## Exercise details
How many lines of the listing below contain the string "task"? Reply with the number alone.

[Dataset excerpt]
★ ★ ★ ★

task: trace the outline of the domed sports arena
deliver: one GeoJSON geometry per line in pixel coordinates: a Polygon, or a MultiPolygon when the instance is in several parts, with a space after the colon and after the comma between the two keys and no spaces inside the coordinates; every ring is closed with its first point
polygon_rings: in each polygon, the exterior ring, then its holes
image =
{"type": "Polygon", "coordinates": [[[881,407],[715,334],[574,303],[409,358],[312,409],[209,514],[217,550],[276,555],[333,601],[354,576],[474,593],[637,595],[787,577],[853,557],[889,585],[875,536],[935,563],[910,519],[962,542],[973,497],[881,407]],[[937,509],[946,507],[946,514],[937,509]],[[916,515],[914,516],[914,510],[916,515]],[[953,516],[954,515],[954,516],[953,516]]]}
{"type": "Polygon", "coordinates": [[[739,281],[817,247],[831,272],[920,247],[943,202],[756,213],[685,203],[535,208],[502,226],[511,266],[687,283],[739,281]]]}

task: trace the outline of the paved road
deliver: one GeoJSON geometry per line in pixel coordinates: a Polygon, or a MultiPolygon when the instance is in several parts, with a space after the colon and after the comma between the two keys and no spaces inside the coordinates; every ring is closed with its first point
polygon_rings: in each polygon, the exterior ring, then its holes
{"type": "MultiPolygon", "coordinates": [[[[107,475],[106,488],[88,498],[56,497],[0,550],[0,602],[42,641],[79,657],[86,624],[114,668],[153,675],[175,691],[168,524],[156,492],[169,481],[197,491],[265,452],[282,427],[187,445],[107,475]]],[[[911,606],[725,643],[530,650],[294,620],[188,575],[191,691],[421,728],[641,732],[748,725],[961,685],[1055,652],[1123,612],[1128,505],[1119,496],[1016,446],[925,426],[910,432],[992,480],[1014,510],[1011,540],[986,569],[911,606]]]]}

★ ★ ★ ★

## Exercise response
2